» **Exercise**:
Copy the passage on teacher career tiers word for word, between "Yet at the overwhelming" and "to grow professionally.", inclusive.

» **Quoted passage**:
--*--

Yet at the overwhelming majority of U.S. schools, Ong’s job title would be the same as it was when she decorated her first bulletin board. In fact, the label would likely remain unchanged until the day she retired. Regardless of her talent and experience, she would be, simply, a “teacher.”

That’s not the case at Phoenix’s Madison Camelview Elementary School, where the 32-year-old Ong is a “master teacher.” Recognized as an exceptionally competent educator, she puts in extra hours to observe, coach, and advise her colleagues. In return, the 2nd grade teacher gets an additional $7,000 each year—and the chance to grow professionally.

“I’ve talked to a lot of teachers, and at a certain point in their careers, they say, ‘OK, now what?’ ” Ong points out. “Here, you’ve got the option to do more.”

Ong’s school is one of five in Arizona that offer a glimpse of what tomorrow’s careers in teaching might look like. The sites are the first in the country to pilot the Teacher Advancement Program, or TAP, which is designed to bolster student performance by creating new incentives and supports for teachers. An initiative of the Milken Family Foundation, it is founded on the principles of opportunity and accountability—and on the recognition that all teachers are not created equal. In fact, Camelview has three categories of educators: “master teachers,” like Ong; “mentor teachers,” who shoulder some extra responsibilities, such as planning professional-growth meetings (and annually receive an additional $3,000 to do so); and “associate teachers,” who can tap into their colleagues’ expertise.

--*--

Pointing dataset records:
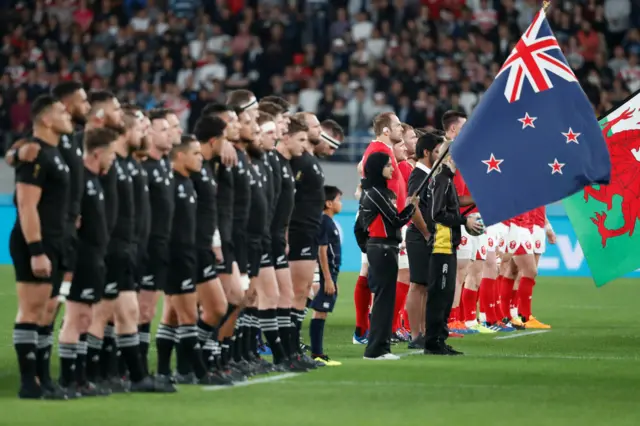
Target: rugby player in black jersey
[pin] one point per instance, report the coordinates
(37, 239)
(209, 130)
(305, 224)
(88, 278)
(290, 146)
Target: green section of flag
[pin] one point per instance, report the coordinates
(621, 254)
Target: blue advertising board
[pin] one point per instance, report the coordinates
(562, 259)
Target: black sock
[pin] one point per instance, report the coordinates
(165, 340)
(94, 352)
(129, 345)
(269, 326)
(43, 355)
(81, 360)
(191, 348)
(316, 333)
(25, 342)
(144, 331)
(67, 353)
(109, 353)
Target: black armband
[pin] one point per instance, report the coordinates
(36, 248)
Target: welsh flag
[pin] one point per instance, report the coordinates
(605, 217)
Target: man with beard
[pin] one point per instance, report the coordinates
(304, 227)
(427, 151)
(119, 298)
(388, 130)
(88, 279)
(37, 241)
(74, 98)
(209, 130)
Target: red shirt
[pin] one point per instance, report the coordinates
(463, 191)
(396, 183)
(538, 216)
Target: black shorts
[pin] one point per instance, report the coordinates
(240, 251)
(323, 302)
(120, 262)
(19, 251)
(254, 255)
(226, 266)
(206, 266)
(303, 245)
(88, 278)
(182, 274)
(153, 266)
(419, 254)
(279, 252)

--*--

» **Result of this exercise**:
Yet at the overwhelming majority of U.S. schools, Ong’s job title would be the same as it was when she decorated her first bulletin board. In fact, the label would likely remain unchanged until the day she retired. Regardless of her talent and experience, she would be, simply, a “teacher.”

That’s not the case at Phoenix’s Madison Camelview Elementary School, where the 32-year-old Ong is a “master teacher.” Recognized as an exceptionally competent educator, she puts in extra hours to observe, coach, and advise her colleagues. In return, the 2nd grade teacher gets an additional $7,000 each year—and the chance to grow professionally.